■ TASK BRIEF ■
Return every line of the records below that contains the string "negative", matching case exactly.

[Dataset excerpts]

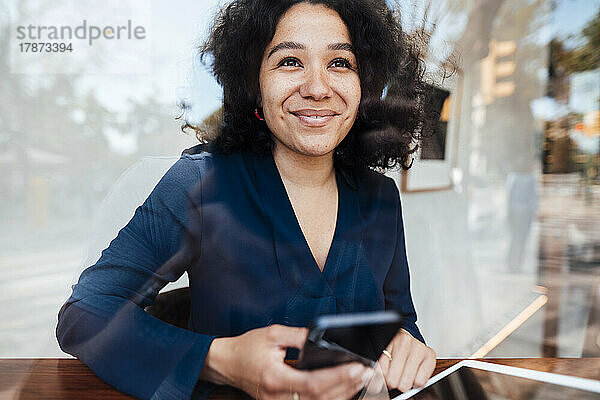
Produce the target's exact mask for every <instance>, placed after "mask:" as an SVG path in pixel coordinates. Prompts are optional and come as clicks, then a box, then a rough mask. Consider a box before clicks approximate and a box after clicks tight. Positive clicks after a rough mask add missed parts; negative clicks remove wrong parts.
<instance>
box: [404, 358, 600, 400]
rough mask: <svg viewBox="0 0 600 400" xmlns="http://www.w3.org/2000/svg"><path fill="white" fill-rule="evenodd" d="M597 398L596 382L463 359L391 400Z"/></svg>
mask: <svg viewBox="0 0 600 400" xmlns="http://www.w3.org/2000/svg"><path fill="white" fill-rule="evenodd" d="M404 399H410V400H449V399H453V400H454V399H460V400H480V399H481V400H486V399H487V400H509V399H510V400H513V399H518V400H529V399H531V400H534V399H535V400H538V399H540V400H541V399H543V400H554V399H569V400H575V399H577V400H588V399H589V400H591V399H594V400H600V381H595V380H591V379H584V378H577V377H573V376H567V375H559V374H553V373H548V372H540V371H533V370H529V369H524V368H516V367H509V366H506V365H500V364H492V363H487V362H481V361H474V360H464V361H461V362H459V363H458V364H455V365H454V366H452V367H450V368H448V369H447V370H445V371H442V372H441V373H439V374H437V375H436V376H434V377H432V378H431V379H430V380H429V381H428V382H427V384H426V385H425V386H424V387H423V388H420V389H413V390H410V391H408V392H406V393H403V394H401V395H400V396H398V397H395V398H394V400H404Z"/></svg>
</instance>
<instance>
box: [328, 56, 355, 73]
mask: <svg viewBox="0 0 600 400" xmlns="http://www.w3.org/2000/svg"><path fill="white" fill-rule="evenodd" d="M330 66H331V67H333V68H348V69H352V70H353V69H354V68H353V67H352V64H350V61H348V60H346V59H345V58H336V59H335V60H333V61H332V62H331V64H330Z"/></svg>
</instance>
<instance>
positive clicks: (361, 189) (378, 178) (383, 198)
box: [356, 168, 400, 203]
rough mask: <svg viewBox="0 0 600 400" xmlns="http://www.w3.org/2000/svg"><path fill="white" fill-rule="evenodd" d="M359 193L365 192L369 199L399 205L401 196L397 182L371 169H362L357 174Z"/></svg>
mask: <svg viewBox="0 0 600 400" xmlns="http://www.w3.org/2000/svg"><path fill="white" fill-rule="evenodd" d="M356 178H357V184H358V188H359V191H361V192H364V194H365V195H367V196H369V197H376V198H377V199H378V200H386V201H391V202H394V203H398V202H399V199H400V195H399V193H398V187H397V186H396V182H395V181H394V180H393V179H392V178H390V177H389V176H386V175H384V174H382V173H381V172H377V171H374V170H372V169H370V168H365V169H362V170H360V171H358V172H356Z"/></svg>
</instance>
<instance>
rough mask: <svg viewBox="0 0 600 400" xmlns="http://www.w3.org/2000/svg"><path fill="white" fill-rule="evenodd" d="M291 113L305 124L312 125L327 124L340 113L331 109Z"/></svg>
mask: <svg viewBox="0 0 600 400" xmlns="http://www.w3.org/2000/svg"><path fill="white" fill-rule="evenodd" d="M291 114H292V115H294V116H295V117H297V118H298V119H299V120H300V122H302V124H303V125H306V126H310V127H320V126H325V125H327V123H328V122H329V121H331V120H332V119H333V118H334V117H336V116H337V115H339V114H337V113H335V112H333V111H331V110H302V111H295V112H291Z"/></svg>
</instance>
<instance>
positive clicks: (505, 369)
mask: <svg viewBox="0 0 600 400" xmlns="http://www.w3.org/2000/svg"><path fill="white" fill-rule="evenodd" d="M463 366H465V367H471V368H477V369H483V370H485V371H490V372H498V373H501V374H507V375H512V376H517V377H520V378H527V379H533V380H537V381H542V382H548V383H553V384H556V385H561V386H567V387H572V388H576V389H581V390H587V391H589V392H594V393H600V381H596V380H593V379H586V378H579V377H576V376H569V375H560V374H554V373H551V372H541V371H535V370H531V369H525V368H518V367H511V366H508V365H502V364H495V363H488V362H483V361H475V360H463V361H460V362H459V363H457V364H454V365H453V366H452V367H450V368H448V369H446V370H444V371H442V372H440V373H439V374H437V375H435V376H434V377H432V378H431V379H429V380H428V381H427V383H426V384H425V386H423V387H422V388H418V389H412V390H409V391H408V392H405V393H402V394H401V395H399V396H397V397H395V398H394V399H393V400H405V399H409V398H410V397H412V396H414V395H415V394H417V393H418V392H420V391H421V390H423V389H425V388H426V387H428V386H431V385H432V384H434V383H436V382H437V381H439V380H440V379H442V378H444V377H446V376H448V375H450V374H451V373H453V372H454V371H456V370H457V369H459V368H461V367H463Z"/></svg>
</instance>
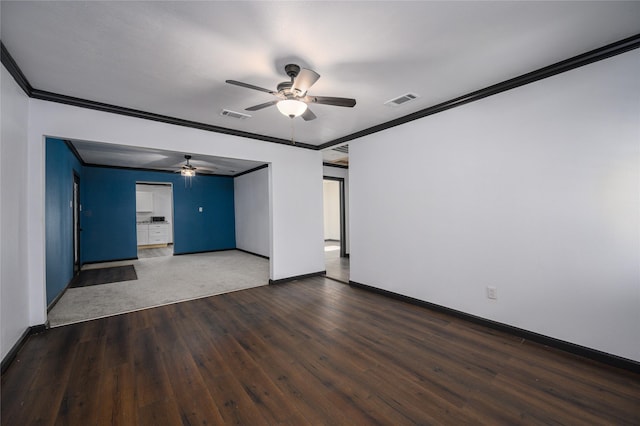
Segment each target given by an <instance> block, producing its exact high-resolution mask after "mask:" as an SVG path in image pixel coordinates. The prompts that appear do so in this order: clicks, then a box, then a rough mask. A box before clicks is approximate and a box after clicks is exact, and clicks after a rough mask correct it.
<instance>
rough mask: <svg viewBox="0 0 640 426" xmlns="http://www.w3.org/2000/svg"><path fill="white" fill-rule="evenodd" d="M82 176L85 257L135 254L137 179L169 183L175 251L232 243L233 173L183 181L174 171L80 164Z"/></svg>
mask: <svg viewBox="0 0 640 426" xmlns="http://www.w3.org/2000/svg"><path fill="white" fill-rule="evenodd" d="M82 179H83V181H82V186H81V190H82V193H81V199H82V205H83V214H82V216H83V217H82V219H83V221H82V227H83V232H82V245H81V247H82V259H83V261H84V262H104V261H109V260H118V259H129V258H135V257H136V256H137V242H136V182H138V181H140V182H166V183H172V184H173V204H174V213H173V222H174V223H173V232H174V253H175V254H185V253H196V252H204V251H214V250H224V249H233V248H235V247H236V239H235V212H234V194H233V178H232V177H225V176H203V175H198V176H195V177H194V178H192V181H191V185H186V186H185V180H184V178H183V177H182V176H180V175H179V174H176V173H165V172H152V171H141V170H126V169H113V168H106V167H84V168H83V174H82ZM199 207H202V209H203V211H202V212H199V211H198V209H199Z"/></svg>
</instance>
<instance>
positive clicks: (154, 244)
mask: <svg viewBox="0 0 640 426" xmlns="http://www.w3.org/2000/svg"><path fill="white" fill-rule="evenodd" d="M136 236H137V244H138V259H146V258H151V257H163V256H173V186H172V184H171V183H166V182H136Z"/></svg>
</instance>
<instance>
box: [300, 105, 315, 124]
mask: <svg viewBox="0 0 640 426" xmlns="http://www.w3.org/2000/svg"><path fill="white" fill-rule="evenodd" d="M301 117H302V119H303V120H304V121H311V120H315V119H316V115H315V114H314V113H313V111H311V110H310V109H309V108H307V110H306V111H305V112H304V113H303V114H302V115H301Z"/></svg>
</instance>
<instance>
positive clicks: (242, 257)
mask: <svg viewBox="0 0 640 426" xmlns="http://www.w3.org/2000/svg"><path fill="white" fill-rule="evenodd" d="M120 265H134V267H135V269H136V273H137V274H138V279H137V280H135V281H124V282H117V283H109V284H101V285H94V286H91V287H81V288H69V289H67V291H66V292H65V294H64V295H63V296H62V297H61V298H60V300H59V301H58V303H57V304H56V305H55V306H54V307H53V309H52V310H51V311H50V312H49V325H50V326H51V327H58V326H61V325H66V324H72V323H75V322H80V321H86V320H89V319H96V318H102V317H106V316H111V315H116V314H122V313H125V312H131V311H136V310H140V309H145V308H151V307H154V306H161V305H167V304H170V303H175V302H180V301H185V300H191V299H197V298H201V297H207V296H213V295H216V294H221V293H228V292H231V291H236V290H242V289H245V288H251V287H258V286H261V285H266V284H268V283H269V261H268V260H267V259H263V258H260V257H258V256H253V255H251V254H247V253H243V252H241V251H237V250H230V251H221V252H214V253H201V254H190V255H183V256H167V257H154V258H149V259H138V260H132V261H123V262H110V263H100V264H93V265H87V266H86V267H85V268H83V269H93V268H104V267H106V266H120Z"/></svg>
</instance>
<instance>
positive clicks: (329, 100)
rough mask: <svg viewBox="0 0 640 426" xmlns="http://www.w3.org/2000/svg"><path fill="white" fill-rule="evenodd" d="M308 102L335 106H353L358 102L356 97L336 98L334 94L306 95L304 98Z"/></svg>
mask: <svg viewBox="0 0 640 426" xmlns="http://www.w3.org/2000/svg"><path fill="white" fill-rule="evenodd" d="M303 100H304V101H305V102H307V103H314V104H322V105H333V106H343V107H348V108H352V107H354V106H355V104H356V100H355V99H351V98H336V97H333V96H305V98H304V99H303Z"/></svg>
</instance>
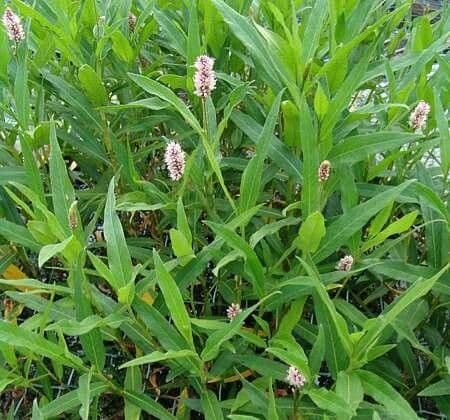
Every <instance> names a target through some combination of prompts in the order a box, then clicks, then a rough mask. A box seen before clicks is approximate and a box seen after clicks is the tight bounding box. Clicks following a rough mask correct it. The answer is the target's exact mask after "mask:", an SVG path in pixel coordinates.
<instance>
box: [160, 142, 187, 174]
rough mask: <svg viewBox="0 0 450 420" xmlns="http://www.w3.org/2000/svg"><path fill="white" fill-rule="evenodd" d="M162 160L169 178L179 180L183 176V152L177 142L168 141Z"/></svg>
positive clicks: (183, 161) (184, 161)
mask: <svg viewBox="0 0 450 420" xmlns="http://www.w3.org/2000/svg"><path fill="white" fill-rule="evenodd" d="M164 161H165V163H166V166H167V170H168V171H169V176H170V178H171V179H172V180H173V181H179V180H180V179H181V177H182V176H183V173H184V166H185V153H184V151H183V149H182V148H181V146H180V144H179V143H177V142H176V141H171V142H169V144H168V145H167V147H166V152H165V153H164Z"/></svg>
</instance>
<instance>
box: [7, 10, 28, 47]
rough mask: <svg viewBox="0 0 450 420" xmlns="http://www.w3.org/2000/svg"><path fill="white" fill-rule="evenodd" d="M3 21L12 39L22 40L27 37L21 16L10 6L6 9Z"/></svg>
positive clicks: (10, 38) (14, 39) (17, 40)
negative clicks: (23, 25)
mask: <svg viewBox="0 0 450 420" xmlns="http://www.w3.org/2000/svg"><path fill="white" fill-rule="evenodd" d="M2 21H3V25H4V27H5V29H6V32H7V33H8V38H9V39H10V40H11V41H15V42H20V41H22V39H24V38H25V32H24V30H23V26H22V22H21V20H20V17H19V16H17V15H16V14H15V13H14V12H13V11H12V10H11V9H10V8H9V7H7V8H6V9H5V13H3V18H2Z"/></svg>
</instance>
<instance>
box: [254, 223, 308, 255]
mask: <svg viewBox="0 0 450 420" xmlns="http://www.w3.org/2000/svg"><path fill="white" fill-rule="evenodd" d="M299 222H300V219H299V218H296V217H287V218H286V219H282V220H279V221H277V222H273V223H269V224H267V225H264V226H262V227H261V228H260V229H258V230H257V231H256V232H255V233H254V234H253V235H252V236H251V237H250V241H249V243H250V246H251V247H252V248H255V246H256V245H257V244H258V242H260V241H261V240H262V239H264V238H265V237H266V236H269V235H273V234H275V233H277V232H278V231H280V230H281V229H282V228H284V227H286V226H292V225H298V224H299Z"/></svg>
...
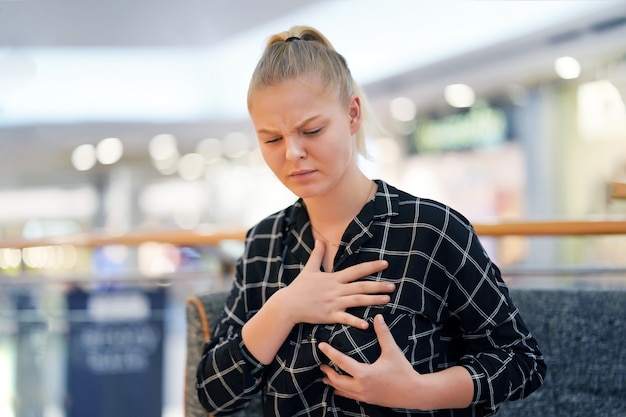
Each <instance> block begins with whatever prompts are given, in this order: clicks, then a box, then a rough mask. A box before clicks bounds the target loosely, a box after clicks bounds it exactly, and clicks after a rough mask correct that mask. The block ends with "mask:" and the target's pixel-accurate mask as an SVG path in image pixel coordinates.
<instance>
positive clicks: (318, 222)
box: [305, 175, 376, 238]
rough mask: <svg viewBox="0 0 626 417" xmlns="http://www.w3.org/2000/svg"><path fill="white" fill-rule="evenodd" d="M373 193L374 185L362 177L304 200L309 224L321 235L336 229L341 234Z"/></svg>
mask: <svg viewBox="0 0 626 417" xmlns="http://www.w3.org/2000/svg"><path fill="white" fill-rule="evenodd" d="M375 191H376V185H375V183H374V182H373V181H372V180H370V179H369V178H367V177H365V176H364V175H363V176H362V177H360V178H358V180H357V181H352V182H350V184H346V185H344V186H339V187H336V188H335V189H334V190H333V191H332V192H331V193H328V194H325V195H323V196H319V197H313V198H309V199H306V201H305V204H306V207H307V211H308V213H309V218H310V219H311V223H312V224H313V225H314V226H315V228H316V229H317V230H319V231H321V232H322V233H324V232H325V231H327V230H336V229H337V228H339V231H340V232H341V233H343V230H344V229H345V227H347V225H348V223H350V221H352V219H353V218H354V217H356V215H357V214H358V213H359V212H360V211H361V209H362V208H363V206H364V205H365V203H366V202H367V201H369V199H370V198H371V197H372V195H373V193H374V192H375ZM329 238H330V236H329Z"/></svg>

■ ANSWER SPACE ■
Produce the target's exact mask for every <instance>, placed after "mask:" as an SVG path in pixel coordinates. Prompts are optional and come as clicks, then a box, then a rough mask. Consider a box before clicks approximate and a box after clicks tight. Positive clicks after a rough mask add missed parts; negative clicks remove wrong parts.
negative clicks: (23, 25)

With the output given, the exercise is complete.